* Your task
Print each of the entries below verbatim, omitting the pictures from your output.
§ §
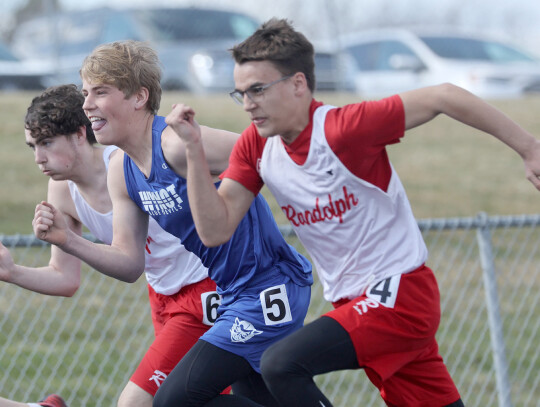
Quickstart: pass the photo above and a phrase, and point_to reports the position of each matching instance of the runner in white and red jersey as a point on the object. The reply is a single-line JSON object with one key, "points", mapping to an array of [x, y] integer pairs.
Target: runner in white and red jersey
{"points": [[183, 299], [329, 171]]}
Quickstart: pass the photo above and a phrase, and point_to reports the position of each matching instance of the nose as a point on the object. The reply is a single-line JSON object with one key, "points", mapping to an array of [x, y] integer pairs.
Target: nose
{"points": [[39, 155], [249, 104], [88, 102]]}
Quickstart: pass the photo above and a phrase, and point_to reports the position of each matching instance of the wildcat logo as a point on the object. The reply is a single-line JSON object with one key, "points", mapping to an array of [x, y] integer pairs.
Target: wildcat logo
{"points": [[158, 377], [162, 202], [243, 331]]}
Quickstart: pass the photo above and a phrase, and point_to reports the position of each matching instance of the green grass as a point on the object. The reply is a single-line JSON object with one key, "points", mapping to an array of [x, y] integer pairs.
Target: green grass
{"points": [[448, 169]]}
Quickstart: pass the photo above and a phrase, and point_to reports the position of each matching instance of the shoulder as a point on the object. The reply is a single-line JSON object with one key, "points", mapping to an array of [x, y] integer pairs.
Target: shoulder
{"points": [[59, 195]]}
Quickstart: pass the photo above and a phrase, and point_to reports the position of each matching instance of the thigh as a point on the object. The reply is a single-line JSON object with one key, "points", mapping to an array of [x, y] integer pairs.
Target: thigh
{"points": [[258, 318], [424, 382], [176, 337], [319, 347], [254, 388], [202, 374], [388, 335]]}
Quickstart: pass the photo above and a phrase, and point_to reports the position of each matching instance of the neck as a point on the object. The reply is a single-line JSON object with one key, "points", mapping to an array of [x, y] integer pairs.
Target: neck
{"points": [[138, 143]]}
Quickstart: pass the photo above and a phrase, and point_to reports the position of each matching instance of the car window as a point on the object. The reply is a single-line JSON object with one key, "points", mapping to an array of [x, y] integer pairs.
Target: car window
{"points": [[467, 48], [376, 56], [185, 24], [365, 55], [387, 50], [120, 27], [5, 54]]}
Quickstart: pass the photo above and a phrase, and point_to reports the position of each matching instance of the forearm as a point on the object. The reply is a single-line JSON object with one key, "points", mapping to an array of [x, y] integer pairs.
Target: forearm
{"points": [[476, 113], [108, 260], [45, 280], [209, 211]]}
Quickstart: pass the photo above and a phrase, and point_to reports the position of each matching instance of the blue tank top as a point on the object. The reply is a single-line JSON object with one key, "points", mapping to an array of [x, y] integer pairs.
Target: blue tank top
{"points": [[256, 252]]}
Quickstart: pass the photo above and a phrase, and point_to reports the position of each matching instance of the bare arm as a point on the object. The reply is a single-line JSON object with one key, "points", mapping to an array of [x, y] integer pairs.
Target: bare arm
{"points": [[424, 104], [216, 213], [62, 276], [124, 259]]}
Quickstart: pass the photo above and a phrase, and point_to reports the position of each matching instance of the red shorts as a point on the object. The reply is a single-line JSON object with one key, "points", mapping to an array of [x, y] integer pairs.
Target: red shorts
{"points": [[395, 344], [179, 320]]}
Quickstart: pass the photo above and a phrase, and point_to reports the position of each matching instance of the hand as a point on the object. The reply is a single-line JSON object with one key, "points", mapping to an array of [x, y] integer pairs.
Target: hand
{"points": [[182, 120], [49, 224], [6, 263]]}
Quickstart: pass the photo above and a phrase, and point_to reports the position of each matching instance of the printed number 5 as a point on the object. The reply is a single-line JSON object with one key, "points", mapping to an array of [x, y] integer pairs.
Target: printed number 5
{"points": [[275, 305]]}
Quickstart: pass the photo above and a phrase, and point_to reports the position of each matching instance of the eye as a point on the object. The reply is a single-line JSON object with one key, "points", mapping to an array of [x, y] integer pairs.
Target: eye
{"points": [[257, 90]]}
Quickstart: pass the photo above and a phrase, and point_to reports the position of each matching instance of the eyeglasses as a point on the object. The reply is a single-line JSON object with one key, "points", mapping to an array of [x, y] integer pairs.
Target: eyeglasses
§ §
* Response to the task
Quickstart: pass the photo above and a phrase, and point_to reports the position of each matching instance of the runner in white and red jersey as a point on the object. The reply is a single-line JSON object with one key, "points", mapping to an array of [x, y] integer pairs.
Target: runner in white and red jersey
{"points": [[183, 299], [329, 171]]}
Quickstart: pass the photo above and a phrase, and point_to reports the position of each matching instance of the nose as a point on the object. The reply is a single-line JSON object with one key, "points", mapping to an array of [x, y] integer pairs.
Target: nose
{"points": [[39, 155], [249, 104], [88, 102]]}
Quickstart: pass the photo above and a phrase, and point_to reports the position of each matching instance of the wildcat logo as a point on the object. The reply is a single-line JSON object with one key, "points", mapping to an array of [x, y] integer pairs.
Target: wildcat logo
{"points": [[158, 377], [162, 202], [243, 331]]}
Quickstart: pass the photo above and a phrase, and point_to reports the position of each matching instance of the green grass as a point on the object. The reply is a single-line JSON object with one key, "points", mapping to an array of [x, y] integer pairs.
Target: green grass
{"points": [[448, 169]]}
Quickstart: pass the photo above and a phrase, and point_to reports the position of each matching instance of the shoulder as a point on the object. The reply is a single-line JSON object with one key, "points", mapping to an array of [x, y] integer pairs.
Target: shoulder
{"points": [[59, 195]]}
Quickstart: pass the photo above and a phrase, and point_to reports the position of each matching instance of the thigh as a point on the object. The reply is a single-line JSON object with one key, "points", mapping to an array of [x, y] integer pairs.
Target: thigh
{"points": [[258, 318], [424, 382], [176, 337], [319, 347], [254, 388], [202, 374], [388, 335]]}
Quickstart: pass the photo above and a phrase, and point_to reports the position of each matching instance of the neck as a point on the object. The reply is a single-line JSON object with one key, "points", mapping to an array of [x, y] integer pairs.
Target: neck
{"points": [[138, 143]]}
Quickstart: pass the photo above and a phrase, and point_to reports the position of each matching instance of the car window as a point on the object. The reply is a single-line JSON object with one key, "points", mapping to an array of [x, y] integer pairs.
Target: car window
{"points": [[467, 48], [376, 56], [185, 24], [365, 55], [387, 50], [120, 27], [5, 54]]}
Quickstart: pass the photo above and a phrase, and point_to reports the position of each matching instance of the forearm as a point on the object. The reply is a single-line JSON object with one key, "points", mapping to an array of [x, y] integer pairs.
Target: forearm
{"points": [[476, 113], [108, 260], [45, 280], [209, 211]]}
Quickstart: pass the photo above and a phrase, and point_to reports the position of each matching instance of the blue tank top as a point on the object. The reply is a single-line JSON object with one key, "points", mapping to an array of [x, y] integer pairs.
Target: blue tank top
{"points": [[256, 252]]}
Quickstart: pass the photo above and a phrase, and point_to reports the position of each matching instance of the bare arm as a point on the object. The reply is a single-line JSON object with one key, "points", mapping to an array of [x, y] integer pairs.
Target: bare arm
{"points": [[424, 104], [216, 213], [62, 276], [124, 259]]}
Quickstart: pass the photo above and a phrase, and point_to reports the position of each matching instance of the red shorts as a point on the object. The reply is a single-line JSON object with one key, "points", mapping to an array of [x, y] integer pairs.
Target: red shorts
{"points": [[395, 344], [179, 320]]}
Quickstart: pass the photo above and a phrase, and point_to reports the position of each matching instance of the hand as a point on the object. The reply is a single-line JSON object with one key, "points", mapping to an array of [x, y] integer pairs.
Target: hand
{"points": [[182, 120], [49, 224], [6, 263]]}
Quickstart: pass the photo above and a phrase, and point_to reports the position of each matching instance of the printed number 5 as a point on the object. The reply is a single-line JSON object with one key, "points", mapping to an array of [x, y] integer pairs.
Target: printed number 5
{"points": [[275, 305]]}
Quickstart: pass the photo above and a phrase, and point_to reports the position of each matching instance of the eye as a point on the object. The reply is a single-line JSON object with one key, "points", mapping to an array of [x, y] integer pairs.
Target: eye
{"points": [[257, 90]]}
Quickstart: pass the photo above and a phrase, and point_to reports the position of each matching instance of the eyeglasses as a point on the object. The reply is a single-line JSON object with one key, "points", mapping to an array of [x, y] integer pairs.
Target: eyeglasses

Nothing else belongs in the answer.